--- Görev yönergesi ---
Aşağıdaki alıntıyı iki cümleyle özetleyin.

--- Seçilmiş alıntı ---

Annesi babası zaman içinde monotonluğa yenik düşmüşler, “Ekonomik güçlüklerle sınırlanan bir hayat düzeni içinde insanca canlılıklarını kaybetmişler. Biraz fazla egoist, biraz fazla haysiyetsiz olmuşlardır.” (Erdoğan Tokatlı).
Büyük kız kendisine iyi ve lüks bir hayat sağlayacak zengin bir koca peşindedir. Oğuz’la Ayşe o aşkı yaşamaya başladıklarında ne kadar ertelemeye çalışsa da Oğuz, işine dönmek zorundadır. Ayrılırlarken zorlanırlar. “Beni unutma.” “Unutmam.”
“Mektup yaz.” “Yazarım.” Elleri ayrıldığında Ayşe koşarak evine gider.

--- Bir veri kümesinden satırlar ---
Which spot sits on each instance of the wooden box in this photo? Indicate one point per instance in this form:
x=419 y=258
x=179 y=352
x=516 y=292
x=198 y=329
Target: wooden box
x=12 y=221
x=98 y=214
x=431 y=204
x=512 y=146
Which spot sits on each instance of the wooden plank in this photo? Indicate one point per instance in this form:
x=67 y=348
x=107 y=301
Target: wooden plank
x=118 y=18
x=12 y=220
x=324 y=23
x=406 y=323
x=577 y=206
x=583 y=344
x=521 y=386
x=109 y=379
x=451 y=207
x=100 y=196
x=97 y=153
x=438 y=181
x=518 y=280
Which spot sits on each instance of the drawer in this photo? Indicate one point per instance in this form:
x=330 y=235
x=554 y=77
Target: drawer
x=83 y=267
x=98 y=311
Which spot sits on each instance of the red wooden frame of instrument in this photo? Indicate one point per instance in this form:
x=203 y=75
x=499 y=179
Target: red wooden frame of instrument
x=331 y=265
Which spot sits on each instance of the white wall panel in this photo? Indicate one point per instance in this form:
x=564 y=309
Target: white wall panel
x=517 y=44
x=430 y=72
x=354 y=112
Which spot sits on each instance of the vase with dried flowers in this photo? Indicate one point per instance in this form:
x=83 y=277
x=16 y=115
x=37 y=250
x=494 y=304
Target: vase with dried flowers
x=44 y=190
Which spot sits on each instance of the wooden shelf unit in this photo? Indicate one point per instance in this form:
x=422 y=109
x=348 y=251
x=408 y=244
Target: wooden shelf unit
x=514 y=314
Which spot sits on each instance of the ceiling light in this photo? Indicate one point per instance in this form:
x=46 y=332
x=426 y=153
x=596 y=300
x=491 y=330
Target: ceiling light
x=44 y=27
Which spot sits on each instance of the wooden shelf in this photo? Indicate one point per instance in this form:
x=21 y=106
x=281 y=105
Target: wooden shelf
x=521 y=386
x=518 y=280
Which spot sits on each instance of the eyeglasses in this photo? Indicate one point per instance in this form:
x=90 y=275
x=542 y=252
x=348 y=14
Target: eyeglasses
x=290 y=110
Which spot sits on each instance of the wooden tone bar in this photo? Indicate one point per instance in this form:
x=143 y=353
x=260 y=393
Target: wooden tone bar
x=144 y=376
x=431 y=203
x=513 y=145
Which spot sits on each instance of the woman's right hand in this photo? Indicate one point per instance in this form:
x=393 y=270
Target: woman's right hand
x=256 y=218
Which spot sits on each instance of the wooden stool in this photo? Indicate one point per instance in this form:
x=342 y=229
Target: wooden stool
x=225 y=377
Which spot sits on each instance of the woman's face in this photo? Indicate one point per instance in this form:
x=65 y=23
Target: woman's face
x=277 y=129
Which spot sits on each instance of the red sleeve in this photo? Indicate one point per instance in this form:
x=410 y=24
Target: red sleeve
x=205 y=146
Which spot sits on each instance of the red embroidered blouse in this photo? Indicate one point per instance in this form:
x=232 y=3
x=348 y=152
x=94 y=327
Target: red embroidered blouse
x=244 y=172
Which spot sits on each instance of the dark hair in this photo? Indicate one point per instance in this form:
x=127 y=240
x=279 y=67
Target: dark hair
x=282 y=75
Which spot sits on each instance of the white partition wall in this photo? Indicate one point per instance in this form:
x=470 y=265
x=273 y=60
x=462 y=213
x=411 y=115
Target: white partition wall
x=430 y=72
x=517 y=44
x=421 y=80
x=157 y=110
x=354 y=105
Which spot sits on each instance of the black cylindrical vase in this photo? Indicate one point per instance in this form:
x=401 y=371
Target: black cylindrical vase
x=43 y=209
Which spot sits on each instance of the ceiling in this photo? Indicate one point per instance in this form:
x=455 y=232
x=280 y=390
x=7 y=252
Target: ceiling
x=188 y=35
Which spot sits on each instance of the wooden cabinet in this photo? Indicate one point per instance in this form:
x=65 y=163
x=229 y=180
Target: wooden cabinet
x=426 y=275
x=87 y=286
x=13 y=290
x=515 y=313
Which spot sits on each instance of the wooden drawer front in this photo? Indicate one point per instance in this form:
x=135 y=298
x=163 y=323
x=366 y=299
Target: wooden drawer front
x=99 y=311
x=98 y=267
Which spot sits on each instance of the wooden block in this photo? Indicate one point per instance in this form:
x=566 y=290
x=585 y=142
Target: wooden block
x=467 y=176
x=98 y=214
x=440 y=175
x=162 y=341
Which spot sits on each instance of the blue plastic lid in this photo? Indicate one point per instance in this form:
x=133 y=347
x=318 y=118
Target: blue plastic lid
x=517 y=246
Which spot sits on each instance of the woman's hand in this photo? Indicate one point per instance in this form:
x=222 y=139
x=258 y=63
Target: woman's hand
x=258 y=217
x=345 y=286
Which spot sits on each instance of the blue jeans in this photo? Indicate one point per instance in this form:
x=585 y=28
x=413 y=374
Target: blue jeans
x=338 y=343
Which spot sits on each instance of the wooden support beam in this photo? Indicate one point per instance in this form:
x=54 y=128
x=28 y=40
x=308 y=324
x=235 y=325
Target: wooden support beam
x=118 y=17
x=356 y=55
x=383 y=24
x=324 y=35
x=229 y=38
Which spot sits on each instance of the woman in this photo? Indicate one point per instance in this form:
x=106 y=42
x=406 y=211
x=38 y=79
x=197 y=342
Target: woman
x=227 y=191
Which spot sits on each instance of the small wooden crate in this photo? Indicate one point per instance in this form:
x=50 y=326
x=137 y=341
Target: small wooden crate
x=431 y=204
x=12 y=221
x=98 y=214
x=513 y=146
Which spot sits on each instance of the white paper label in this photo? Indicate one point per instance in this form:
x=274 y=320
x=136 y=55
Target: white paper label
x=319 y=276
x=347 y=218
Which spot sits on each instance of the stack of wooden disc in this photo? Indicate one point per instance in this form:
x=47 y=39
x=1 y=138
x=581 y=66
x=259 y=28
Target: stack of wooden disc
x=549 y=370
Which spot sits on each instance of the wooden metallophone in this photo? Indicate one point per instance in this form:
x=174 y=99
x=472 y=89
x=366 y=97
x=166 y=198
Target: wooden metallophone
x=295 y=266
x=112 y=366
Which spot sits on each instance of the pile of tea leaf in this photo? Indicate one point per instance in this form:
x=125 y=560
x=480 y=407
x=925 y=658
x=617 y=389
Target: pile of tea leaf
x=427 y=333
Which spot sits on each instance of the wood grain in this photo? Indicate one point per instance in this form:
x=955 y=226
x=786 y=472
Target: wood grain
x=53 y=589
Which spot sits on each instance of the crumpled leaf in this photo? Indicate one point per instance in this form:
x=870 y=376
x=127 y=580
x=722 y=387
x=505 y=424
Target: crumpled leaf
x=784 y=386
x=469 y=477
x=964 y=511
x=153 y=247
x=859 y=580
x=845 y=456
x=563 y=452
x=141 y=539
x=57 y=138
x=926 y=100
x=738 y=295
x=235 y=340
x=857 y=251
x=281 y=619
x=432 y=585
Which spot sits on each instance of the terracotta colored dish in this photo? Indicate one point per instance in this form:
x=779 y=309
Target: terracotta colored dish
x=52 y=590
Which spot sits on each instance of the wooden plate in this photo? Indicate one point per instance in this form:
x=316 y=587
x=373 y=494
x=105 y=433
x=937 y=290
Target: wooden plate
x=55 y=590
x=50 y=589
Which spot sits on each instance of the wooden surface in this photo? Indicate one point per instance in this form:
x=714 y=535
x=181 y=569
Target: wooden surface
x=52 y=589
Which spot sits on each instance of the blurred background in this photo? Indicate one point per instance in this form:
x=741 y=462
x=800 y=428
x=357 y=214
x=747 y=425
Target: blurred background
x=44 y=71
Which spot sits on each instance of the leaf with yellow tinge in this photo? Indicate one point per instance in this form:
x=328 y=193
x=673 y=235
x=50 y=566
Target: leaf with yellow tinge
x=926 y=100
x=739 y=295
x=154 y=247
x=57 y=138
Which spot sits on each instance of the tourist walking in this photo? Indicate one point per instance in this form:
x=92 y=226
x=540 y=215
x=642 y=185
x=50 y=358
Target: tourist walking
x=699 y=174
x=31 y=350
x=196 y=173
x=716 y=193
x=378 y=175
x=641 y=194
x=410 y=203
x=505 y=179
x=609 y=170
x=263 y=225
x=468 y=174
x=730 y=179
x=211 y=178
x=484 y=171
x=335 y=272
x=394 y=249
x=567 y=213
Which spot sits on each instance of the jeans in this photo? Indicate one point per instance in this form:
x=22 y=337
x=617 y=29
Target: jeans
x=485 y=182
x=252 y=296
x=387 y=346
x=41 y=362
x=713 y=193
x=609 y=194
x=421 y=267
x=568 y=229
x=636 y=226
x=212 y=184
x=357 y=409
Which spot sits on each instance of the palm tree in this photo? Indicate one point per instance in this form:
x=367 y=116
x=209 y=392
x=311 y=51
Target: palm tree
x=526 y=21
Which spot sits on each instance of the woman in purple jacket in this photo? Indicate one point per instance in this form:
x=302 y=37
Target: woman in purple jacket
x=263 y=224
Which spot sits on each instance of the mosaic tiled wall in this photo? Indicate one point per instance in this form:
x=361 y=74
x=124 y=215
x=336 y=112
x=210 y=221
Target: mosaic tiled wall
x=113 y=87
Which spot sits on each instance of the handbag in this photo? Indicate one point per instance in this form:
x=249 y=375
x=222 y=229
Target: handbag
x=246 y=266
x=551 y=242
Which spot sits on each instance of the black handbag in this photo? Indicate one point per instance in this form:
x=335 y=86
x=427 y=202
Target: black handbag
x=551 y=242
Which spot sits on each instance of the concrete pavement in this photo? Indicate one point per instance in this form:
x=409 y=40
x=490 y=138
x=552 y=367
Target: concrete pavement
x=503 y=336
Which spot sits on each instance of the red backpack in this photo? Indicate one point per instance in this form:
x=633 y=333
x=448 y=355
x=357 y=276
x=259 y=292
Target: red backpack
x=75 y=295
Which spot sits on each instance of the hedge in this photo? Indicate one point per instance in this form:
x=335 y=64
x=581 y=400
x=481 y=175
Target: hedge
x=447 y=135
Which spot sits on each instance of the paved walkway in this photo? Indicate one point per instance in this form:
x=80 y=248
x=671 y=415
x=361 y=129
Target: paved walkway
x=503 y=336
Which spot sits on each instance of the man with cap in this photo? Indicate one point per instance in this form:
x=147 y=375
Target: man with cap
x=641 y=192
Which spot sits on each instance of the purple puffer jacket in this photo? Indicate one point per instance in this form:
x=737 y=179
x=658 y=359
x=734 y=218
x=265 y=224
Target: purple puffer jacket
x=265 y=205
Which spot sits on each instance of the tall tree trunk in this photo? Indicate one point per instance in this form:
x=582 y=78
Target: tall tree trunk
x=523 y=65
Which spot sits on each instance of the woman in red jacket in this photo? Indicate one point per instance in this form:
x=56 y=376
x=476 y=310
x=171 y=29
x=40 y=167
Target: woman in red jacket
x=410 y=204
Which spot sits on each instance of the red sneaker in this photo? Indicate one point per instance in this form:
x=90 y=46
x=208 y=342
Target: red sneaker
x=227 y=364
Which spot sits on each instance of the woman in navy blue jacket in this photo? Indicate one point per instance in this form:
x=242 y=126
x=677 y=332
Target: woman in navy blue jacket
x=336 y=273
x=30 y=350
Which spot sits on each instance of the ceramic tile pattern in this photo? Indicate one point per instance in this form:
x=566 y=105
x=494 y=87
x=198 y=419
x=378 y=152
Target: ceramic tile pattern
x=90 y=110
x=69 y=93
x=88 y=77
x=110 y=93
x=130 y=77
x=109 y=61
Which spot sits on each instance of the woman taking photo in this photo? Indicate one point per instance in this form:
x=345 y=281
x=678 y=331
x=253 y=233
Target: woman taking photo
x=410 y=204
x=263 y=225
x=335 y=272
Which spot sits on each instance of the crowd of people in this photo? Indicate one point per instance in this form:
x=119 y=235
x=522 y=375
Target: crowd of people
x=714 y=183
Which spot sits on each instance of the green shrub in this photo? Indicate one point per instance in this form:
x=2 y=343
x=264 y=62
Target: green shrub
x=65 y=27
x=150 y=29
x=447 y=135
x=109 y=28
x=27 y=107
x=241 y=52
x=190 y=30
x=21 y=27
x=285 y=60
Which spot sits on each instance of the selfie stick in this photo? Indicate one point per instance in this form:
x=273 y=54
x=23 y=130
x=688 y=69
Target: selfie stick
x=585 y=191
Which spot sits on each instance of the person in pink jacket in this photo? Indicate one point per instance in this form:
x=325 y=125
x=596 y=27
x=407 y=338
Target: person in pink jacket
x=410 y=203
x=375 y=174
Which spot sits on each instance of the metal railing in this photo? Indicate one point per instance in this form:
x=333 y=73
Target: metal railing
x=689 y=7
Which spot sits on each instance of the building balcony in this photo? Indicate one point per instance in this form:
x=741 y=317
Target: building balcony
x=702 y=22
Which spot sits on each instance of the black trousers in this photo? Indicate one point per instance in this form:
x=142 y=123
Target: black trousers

--- Tam yanıt ---
Anne ile baba, ekonomik güçlüklerle sınırlanan bir hayat düzeni içinde monotonluğa yenik düşüp canlılıklarını yitirmiştir; büyük kız ise kendisine lüks bir hayat sağlayacak zengin bir koca peşindedir. Oğuz ile Ayşe'nin yaşamaya başladıkları aşk, Oğuz'un işine dönmek zorunda olmasıyla zor bir ayrılığa varır; birbirlerine unutmayacaklarını ve mektup yazacaklarını söyledikten sonra Ayşe koşarak evine gider.